Extrait de page:
┄┄┄┄┄┄┄┄┄┄┄┄┄┄┄┄┄┄┄┄

Vice – critique

Fin connaisseur des arcanes de la politique américaine, Dick Cheney a réussi, sans faire de bruit, à se faire élire vice-président aux côtés de George W. Bush. Devenu l’homme le plus puissant du pays, il a largement contribué à imposer un nouvel ordre mondial dont on sent encore les conséquences aujourd’hui… (Allociné)

En retraçant la trajectoire politique de Dick Cheney au cours de la fin du XXème siècle, Vice s’attache à démontrer comment le 11 septembre 2001 a été ce point de bascule qui a permis à une poignée de fdp (pardon mais difficile de le formuler autrement) de légitimer des lois et actions liberticides, en contribuant à modeler notre (dés)équilibre géopolitique actuel, tout en s’en mettant plein les fouilles pour faire bonne mesure. Dick Cheney donc, mais aussi Donald Rumsfled, Karl Rove, Paul Wolfowitz et quelques autres, soit la garde rapprochée d’un George W. Bush plus dépassé et instrumentalisé que véritablement incompétent.

┄┄┄┄┄┄┄┄┄┄┄┄┄┄┄┄┄┄┄┄

Matériel fourni:
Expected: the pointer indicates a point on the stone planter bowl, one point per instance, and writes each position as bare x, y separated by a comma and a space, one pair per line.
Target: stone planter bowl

┄┄┄┄┄┄┄┄┄┄┄┄┄┄┄┄┄┄┄┄

Consigne: Rédigez la suite de la critique du film Vice, en reprenant juste après sa dernière phrase.

Réponse:
Tout ça, quiconque ayant vécu les événements décrits dans le film, le savait déjà : la falsification éhontée de documents afin de prouver la présence (totalement fausse, donc) d’armes de destructions massives en Irak, la hausse spectaculaire de l’action et des profits d’Halliburton, l’entreprise pétrolière donc Cheney est resté PDG malgré son poste de vice-président à la Maison Blanche, les arrestations arbitraires de prétendus terroristes et les actes de torture de l’armée américaine commis à l’encontre de la convention de Genève à Guantanamo (notamment) etc etc on connait.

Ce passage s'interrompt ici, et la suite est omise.